> [Challenges]:
**1.** In the text about YouTube's 10th birthday, what is rendered in sand video?
**2.** Rewrite everything in the YouTube anniversary text from "YouTube turned 10" down to "to video techniques.", replacing "Fails" with "Bloopers".

> [Provided text]:
* * * * * * * * *

I just found myself absently singing Rick Astley. I must have been cruising YouTube.
YouTube turned 10 on Thursday. The video it released to mark the occasion is nothing short of an amazing tribute to all the different kinds of impossible-to-anticipate genres and varieties of videos that the site has made possible. On the surface, the video pays tribute to the hit genres of the site, like Fails and Memes. What really makes it special, though, is that the production also pays tribute to video techniques.
For example, Nyan Cat is rendered in sand video. Here’s another video, from 2008, called “SandFantasy,” that exemplifies the technique of using sand on video to make images.
The video is structured as an A-to-Z of genres. At the end of the video, it breaks down the techniques that inspired it. Below, check out some of the earlier videos that made these different techniques of videomaking big on the site. For a quick breakdown of which video genres got shoutouts, AdWeek has an infographic. The Observer newsroom also made a list of its favorites from a decade of hits.

* * * * * * * * *

> [Supplied information]:
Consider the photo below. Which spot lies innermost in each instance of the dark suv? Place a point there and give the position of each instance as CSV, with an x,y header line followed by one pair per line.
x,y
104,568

* * * * * * * * *

> [Exercise responses]:
**1.** Nyan Cat

**2.**
YouTube turned 10 on Thursday. The video it released to mark the occasion is nothing short of an amazing tribute to all the different kinds of impossible-to-anticipate genres and varieties of videos that the site has made possible. On the surface, the video pays tribute to the hit genres of the site, like Bloopers and Memes. What really makes it special, though, is that the production also pays tribute to video techniques.